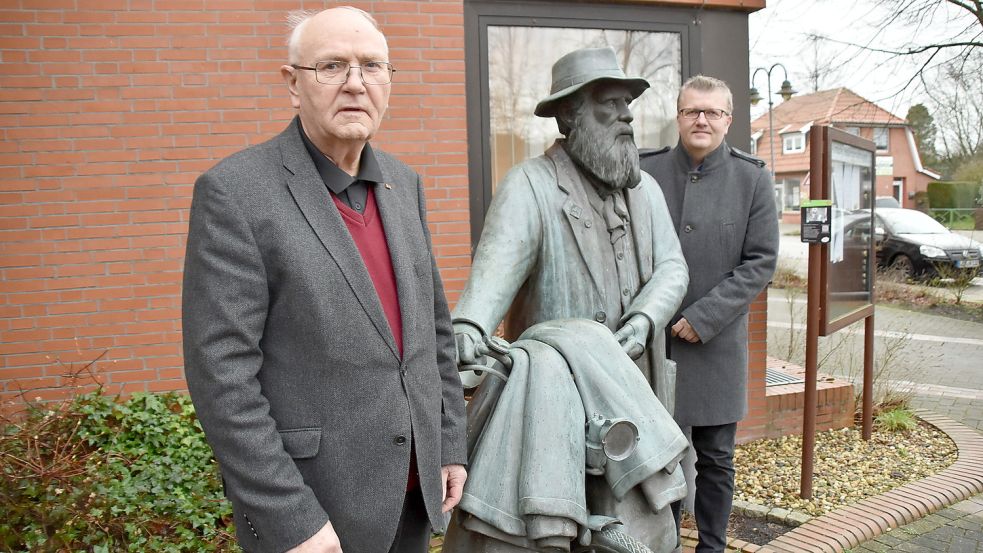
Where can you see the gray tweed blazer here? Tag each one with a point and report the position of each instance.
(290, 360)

---

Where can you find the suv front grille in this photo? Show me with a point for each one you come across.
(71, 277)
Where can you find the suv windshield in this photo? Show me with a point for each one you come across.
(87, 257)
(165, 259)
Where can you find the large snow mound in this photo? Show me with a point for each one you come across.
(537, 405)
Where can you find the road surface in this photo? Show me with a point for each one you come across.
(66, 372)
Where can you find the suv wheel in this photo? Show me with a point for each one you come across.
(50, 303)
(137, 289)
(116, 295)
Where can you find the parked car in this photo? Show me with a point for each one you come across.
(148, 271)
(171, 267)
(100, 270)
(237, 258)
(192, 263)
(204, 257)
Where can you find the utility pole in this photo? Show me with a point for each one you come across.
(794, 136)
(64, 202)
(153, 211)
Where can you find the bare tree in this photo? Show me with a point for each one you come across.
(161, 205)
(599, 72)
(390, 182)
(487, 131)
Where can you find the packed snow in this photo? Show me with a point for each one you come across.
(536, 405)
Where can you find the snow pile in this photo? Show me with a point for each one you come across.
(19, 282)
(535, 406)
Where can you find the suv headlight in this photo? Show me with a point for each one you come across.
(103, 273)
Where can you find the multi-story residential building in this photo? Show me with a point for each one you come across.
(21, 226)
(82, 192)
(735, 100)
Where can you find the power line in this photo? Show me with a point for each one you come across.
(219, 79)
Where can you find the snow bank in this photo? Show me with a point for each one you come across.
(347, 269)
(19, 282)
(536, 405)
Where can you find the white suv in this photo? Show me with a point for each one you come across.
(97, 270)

--

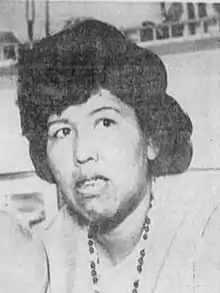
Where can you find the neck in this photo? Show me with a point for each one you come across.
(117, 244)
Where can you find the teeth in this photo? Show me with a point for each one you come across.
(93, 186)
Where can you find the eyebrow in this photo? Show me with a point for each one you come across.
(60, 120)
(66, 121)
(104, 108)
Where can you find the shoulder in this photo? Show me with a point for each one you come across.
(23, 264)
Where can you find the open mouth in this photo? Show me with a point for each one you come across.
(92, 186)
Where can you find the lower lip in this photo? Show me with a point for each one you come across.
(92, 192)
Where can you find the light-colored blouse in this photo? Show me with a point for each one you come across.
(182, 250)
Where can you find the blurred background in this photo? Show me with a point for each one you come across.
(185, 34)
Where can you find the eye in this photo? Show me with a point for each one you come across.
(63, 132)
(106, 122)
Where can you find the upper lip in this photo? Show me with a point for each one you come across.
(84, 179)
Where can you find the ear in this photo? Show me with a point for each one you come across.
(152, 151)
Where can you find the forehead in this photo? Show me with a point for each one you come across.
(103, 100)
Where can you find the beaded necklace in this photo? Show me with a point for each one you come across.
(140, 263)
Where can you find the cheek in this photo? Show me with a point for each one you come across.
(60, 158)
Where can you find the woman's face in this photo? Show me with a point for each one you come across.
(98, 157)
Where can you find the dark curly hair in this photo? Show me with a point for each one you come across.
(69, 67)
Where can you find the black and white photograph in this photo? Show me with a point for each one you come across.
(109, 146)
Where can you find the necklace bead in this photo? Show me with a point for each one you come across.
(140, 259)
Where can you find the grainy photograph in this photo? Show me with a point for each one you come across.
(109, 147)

# [PROBLEM TO WORK ON]
Return every line of the data above that contains the word "snow".

# [TASK RESULT]
Where can you find the large snow mound in this photo? Show me with a point for each one you come across.
Where can you find the packed snow in this photo? Show me with a point for each one you come across.
Where can you find the snow pile in this photo? Show me with a point for each one you come across.
Where can you find the snow bank in this photo? Show me with a point for each one you come across.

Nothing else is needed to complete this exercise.